Task to carry out: Extract every line of the listing below and reproduce each one word for word.

*** Input ***

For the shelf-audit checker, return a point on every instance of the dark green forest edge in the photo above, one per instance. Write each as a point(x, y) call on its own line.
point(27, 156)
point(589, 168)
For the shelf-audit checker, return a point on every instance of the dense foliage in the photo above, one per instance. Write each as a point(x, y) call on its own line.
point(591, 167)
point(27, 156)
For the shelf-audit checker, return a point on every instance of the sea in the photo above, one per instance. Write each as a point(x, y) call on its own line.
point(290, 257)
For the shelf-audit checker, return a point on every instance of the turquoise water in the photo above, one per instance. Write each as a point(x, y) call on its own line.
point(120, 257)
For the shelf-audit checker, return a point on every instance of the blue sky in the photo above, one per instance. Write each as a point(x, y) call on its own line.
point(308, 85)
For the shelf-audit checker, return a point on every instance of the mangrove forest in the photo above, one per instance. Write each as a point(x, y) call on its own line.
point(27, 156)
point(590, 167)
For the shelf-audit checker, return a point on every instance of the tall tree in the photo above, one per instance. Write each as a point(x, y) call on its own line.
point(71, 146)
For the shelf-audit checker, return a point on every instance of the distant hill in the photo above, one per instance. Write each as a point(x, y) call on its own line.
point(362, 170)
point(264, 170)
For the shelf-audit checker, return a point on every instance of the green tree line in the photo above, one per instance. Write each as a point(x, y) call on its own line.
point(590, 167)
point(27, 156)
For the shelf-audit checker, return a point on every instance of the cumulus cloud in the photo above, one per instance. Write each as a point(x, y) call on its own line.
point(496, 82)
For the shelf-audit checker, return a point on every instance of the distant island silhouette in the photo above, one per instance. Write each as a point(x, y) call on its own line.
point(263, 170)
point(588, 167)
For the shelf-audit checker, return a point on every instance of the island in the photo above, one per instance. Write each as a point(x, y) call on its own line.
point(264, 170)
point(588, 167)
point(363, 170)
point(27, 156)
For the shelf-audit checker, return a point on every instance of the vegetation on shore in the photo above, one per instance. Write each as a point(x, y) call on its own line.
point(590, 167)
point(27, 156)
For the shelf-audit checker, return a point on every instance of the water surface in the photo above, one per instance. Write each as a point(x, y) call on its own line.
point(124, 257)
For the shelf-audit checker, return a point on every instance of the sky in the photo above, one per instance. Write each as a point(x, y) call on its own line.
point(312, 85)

***

Worked solution:
For the shelf-audit checker, return a point on every instance of the dark green forest edge in the photo above, one per instance. Write each as a point(x, y) call on its own line.
point(27, 156)
point(589, 168)
For the shelf-audit checker, return a point on every instance of the dense foliage in the photo above, one per instance. Write each as a point(x, y) call on its own line.
point(591, 167)
point(27, 156)
For the shelf-audit checker, return a point on every instance of the sea in the photo above, one per instance. Write each as a point(x, y) call on its own line.
point(290, 257)
For the shelf-audit checker, return a point on every instance of the turquoise water in the photo above, one per instance. Write each as a point(x, y) call on its own line.
point(120, 257)
For the shelf-audit checker, return a point on every instance of the blue sky in the photo above, one per instance. Write each as a point(x, y) call on its own line.
point(308, 85)
For the shelf-audit checker, return a point on every instance of the mangrove forest in the photo above, one per instance. Write each as a point(x, y) call on its own line.
point(27, 156)
point(590, 167)
For the shelf-audit checker, return a point on every instance of the tall tree in the photo above, one per instance. Write each as a point(x, y) call on its own line.
point(71, 146)
For the shelf-audit checker, return a point on every instance of the distant hill in the photo above, one per instance. Write each as a point(x, y) call on its own line.
point(362, 170)
point(264, 170)
For the shelf-audit checker, return a point on every instance of the green tree line in the photo above, one per instance. Write each as a point(x, y) call on its own line.
point(590, 167)
point(27, 156)
For the shelf-audit checker, return a point on every instance of the cumulus cloud in the photo above, one per instance. Write each as a point(x, y) call on its own line.
point(496, 82)
For the shelf-audit checker, return a point on every instance of the distant island silhouette in the photo above, one per instance. Write each as a point(x, y) call on its own line.
point(263, 170)
point(588, 167)
For the shelf-audit checker, return a point on every instance of the island in the photo above, one per instance. Write each as a point(x, y) call on its own line.
point(264, 170)
point(588, 167)
point(363, 170)
point(27, 156)
For the shelf-audit checker, return a point on every instance of the vegetation on shore in the photo above, one per instance. Write each as a point(x, y) call on its own line.
point(590, 167)
point(27, 156)
For the shelf-audit checker, return a point on every instance of the water surface in the photo above, one per instance. Write each as a point(x, y) call on its own line.
point(124, 257)
For the shelf-audit checker, return a point on every instance of the sky in the photo above, one per instance. Write each as a point(x, y) call on its own line.
point(312, 85)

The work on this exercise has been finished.